*WHAT IS NEEDED*
Arrange each line of the listing below as a Markdown table with the columns "Row" and "Line", numbering the rows and leaving out blank lines.

───── INFORMATION GIVEN

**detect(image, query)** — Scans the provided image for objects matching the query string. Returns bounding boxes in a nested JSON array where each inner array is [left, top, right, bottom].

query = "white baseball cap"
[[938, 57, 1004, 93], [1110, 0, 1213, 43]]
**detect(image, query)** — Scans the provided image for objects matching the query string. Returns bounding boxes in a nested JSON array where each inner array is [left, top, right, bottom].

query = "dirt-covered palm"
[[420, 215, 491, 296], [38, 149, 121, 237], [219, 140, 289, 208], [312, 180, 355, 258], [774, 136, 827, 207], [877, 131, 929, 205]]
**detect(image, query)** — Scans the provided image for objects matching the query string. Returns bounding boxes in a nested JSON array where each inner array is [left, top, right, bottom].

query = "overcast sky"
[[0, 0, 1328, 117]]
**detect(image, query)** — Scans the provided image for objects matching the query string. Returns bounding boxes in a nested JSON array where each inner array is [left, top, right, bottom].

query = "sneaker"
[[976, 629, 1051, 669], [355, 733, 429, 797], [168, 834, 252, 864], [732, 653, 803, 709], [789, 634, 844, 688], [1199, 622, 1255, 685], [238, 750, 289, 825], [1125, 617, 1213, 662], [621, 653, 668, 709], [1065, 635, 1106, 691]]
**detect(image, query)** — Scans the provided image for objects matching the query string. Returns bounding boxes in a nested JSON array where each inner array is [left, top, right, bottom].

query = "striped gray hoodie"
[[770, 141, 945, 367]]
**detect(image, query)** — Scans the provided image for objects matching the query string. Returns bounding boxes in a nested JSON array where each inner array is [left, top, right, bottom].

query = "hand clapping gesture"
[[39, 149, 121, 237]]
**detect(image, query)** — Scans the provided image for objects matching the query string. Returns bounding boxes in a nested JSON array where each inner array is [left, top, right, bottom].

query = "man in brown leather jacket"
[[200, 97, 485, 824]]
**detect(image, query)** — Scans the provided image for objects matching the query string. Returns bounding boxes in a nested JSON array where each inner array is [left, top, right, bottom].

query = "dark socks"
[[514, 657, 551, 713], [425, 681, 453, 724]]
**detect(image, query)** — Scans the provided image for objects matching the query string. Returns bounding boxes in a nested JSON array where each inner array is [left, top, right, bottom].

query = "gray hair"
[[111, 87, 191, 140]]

──────────

*SOLVED EXERCISE*
| Row | Line |
|---|---|
| 1 | **detect(image, query)** — Scans the provided image for objects matching the query string. Returns bounding boxes in a nested JSON array where each inner array is [left, top, right, bottom]. |
| 2 | query = "white baseball cap" |
| 3 | [[938, 57, 1004, 93], [1110, 0, 1213, 43]] |
| 4 | **detect(image, query)** — Scans the provided image for objects matching the query string. Returns bounding boxes in a nested JSON array where each inner array is [left, top, right, bottom]. |
| 5 | query = "dirt-covered palm" |
| 6 | [[420, 215, 491, 296], [38, 149, 121, 237], [219, 140, 289, 208], [312, 180, 355, 258], [774, 136, 827, 207], [877, 131, 929, 205]] |
| 7 | **detect(image, query)** — Scans the provided image for objects matching the query string. Returns bounding boxes in a nested JSON array where each inner array is [left, top, right, bottom]. |
| 8 | query = "overcast sky" |
| 9 | [[0, 0, 1328, 117]] |
| 10 | **detect(image, query)** — Scans the provided image for objects matching the query string. Returns bounding boxes in a nested JSON array where each inner array is [left, top, right, bottom]. |
| 11 | query = "sneaker" |
| 12 | [[976, 629, 1051, 669], [355, 733, 429, 797], [168, 834, 252, 864], [732, 653, 803, 709], [789, 634, 844, 688], [1199, 622, 1255, 685], [238, 750, 289, 825], [1125, 617, 1213, 662], [621, 653, 668, 709], [1065, 635, 1106, 691]] |
| 13 | **detect(image, query)** — Scans the provided image for objects matching the query string. Returns bounding boxes in a nested JSON array where each inner array is [left, top, right, bottom]. |
| 14 | query = "striped gray hoodie" |
| 15 | [[770, 141, 945, 367]] |
| 16 | **detect(image, query)** — Scans the provided image for objects matching the query string. Returns bounding boxes in a nested JSON array where each inner array is [left, top, right, bottom]. |
| 17 | query = "hand clapping gesture" |
| 18 | [[39, 149, 121, 237]] |
| 19 | **detect(image, query)** — Scans the provided image for objects matching the query string. Returns bounding boxes in a nested JSON array where each inner array is [left, top, right, bottom]. |
| 20 | query = "man in brown leather jacket" |
| 21 | [[200, 97, 485, 824]] |
| 22 | **detect(image, query)** — Scans the provided image for objects matching the query string. Returns bounding boxes in a nested JSON array where each inner array is [left, top, right, bottom]. |
| 23 | query = "dark socks" |
| 24 | [[514, 657, 551, 713], [425, 681, 453, 724]] |
| 25 | **detect(image, query)** — Scans the provided image for objects matching the query string. Returns bounding boxes in a nested JSON array where each inner array is [left, top, right, bottom]. |
| 26 | query = "gray hair" |
| 27 | [[111, 87, 191, 140]] |